═══ GIVEN RECORDS ═══
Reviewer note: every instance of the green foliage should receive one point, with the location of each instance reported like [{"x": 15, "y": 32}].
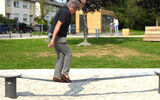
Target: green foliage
[
  {"x": 129, "y": 14},
  {"x": 6, "y": 20}
]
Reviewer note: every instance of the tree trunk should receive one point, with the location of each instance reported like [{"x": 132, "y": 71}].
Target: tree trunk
[
  {"x": 85, "y": 43},
  {"x": 86, "y": 28},
  {"x": 42, "y": 26},
  {"x": 157, "y": 17}
]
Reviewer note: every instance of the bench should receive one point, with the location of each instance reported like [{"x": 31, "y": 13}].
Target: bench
[{"x": 10, "y": 85}]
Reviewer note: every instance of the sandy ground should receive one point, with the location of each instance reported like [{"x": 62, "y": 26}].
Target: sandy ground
[{"x": 91, "y": 84}]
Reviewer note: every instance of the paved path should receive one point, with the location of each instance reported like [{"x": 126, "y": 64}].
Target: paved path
[{"x": 87, "y": 84}]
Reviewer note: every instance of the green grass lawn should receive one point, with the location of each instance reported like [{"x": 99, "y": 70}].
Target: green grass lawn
[{"x": 103, "y": 53}]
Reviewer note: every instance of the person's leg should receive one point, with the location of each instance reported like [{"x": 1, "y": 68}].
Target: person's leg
[
  {"x": 67, "y": 51},
  {"x": 59, "y": 62},
  {"x": 115, "y": 29}
]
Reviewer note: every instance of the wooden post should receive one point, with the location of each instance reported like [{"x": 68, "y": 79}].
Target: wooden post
[{"x": 158, "y": 74}]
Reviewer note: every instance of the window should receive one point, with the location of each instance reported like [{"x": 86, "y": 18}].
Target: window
[
  {"x": 25, "y": 5},
  {"x": 16, "y": 4},
  {"x": 8, "y": 2},
  {"x": 25, "y": 17}
]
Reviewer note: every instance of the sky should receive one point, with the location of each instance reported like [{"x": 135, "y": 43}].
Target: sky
[{"x": 61, "y": 0}]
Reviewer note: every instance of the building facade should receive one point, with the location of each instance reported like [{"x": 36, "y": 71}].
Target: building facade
[
  {"x": 26, "y": 10},
  {"x": 98, "y": 20}
]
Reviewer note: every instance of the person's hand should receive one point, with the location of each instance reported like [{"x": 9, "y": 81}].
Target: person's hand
[{"x": 51, "y": 44}]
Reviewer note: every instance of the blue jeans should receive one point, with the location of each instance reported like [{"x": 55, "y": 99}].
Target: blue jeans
[{"x": 116, "y": 29}]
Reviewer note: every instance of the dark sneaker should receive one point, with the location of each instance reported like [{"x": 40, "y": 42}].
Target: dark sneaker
[
  {"x": 58, "y": 80},
  {"x": 65, "y": 78}
]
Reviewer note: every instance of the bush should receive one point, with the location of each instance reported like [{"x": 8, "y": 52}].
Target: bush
[{"x": 6, "y": 20}]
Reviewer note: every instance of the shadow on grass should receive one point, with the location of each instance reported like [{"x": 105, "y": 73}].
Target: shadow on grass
[{"x": 102, "y": 41}]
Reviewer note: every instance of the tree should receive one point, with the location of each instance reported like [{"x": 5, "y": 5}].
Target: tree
[
  {"x": 43, "y": 11},
  {"x": 152, "y": 6}
]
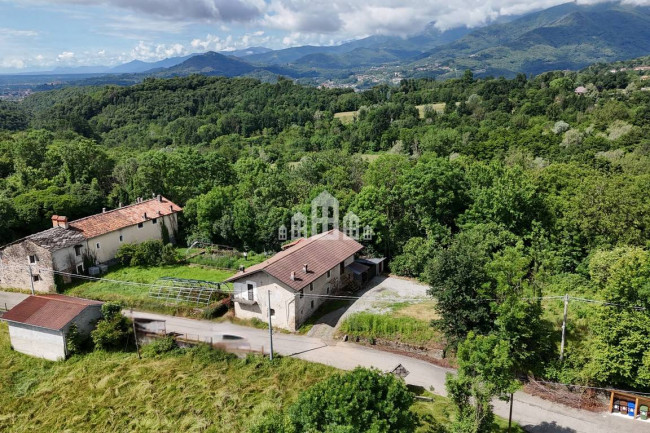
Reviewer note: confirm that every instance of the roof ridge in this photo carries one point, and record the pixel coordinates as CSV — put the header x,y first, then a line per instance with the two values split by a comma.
x,y
293,249
116,209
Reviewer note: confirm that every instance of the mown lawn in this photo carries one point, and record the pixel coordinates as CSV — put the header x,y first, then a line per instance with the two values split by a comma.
x,y
195,390
135,296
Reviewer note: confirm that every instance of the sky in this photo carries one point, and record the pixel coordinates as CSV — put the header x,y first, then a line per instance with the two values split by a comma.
x,y
47,34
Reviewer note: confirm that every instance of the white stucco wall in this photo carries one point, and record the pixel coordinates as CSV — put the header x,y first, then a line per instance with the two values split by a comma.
═══
■ **ABOUT THIS EXERCISE**
None of the pictures belongs in the answer, but all the entries must be repeated exactly.

■ **OUTPUT FOR THIS EXERCISE**
Reviewer note: every instance of the green foliage should receive one point, with the location of each instance reported like [{"x": 15, "y": 32}].
Target: green foliage
[
  {"x": 129, "y": 14},
  {"x": 6, "y": 20}
]
Reviewer note: every instance of the tree trunk should receive one point, with the location of each instance reported like [{"x": 132, "y": 71}].
Target: tree trunk
[
  {"x": 85, "y": 43},
  {"x": 86, "y": 28},
  {"x": 42, "y": 26},
  {"x": 157, "y": 17}
]
Reviewer note: every instance of the bench should receive one point, with the location of each instance reported like [{"x": 31, "y": 13}].
Target: bench
[{"x": 10, "y": 85}]
Reviewer note: every instance of the sandy ground should receive one point, with the location of each instance reported like [{"x": 62, "y": 26}].
Target: sandy ground
[{"x": 91, "y": 84}]
Reviewer note: every instance of the paved path should receive one point, with the location of each instance reported like [{"x": 126, "y": 64}].
Target: paved path
[{"x": 87, "y": 84}]
Reviewer note: every instance of the green grass lawn should receive one point, with the location of each instance reported like [{"x": 99, "y": 70}].
Target: green grass lawn
[{"x": 103, "y": 53}]
Reviewer note: every instance of the person's leg should receive one point, with the location of each instance reported like [{"x": 1, "y": 68}].
Target: person's leg
[
  {"x": 67, "y": 51},
  {"x": 59, "y": 62},
  {"x": 115, "y": 29}
]
Reviewer note: every instance of the wooden post should receive one point, with the location of each instance reported like [{"x": 68, "y": 79}].
Target: wooden post
[{"x": 158, "y": 74}]
Reviewer note: every instance of the window should receive one point, with the location of each instance reported like [{"x": 86, "y": 18}].
Target: window
[
  {"x": 25, "y": 5},
  {"x": 16, "y": 4},
  {"x": 8, "y": 2},
  {"x": 25, "y": 17}
]
Reviewer note: every instance of the sky should receive one point, with the location of each instance reported like [{"x": 135, "y": 43}].
Target: sky
[{"x": 61, "y": 0}]
Reviewer note: every instance of the building facade should receive one point, with the location of each instance reported like [{"x": 36, "y": 71}].
Target: building facade
[
  {"x": 26, "y": 10},
  {"x": 98, "y": 20}
]
Reviewer note: every instance of the person's hand should receive one point, with the location of each instance reported like [{"x": 9, "y": 81}].
Target: person's hand
[{"x": 51, "y": 44}]
Reviewer note: every instance of the blue jeans should receive one point, with the location of each instance reported like [{"x": 55, "y": 99}].
Target: blue jeans
[{"x": 116, "y": 29}]
Reviewer note: every instance of the dark sneaker should receive one point, with the location of each instance reported like [{"x": 40, "y": 42}].
Target: dark sneaker
[
  {"x": 58, "y": 80},
  {"x": 65, "y": 78}
]
Reviewer note: every instance of the bush should receive one point, with the location of each instance reported like [{"x": 8, "y": 52}].
Target: bush
[{"x": 6, "y": 20}]
Reviewer note: every instance of the shadow on grass should receive one point, with the location of each instance reported like [{"x": 105, "y": 73}].
Target: shadow on grass
[{"x": 102, "y": 41}]
Reviewer note: every instance of the tree should receive one point, with the location of each instance reported like [{"x": 5, "y": 5}].
Target: tree
[
  {"x": 43, "y": 11},
  {"x": 152, "y": 6}
]
Reviewer note: confirm that every instance of the roof ridge in this photo carries one point, and record the pixel coordinates as CSV — put the header x,y first, then a line per instance with the two values split by a comma.
x,y
293,249
116,209
Reviewer note: confirm that every instance of the mown lawn in this photo carries one point, and record the pixel coordinates as CSV — put the header x,y first, then a line per instance with the two values split by a comma.
x,y
195,390
135,296
Reviewer note: confirm that every instance of the sky in this photo carries one point, and record the pixel coordinates as CSV — put the header x,y first, then a line per instance with the two values split by a comma.
x,y
47,34
Reviewer note: confirm that every instance of the white stucco wall in this photo carries one point, and record the pixel coordinates as CSV — put the header x,y first, then a line per instance with the two values split by a comma.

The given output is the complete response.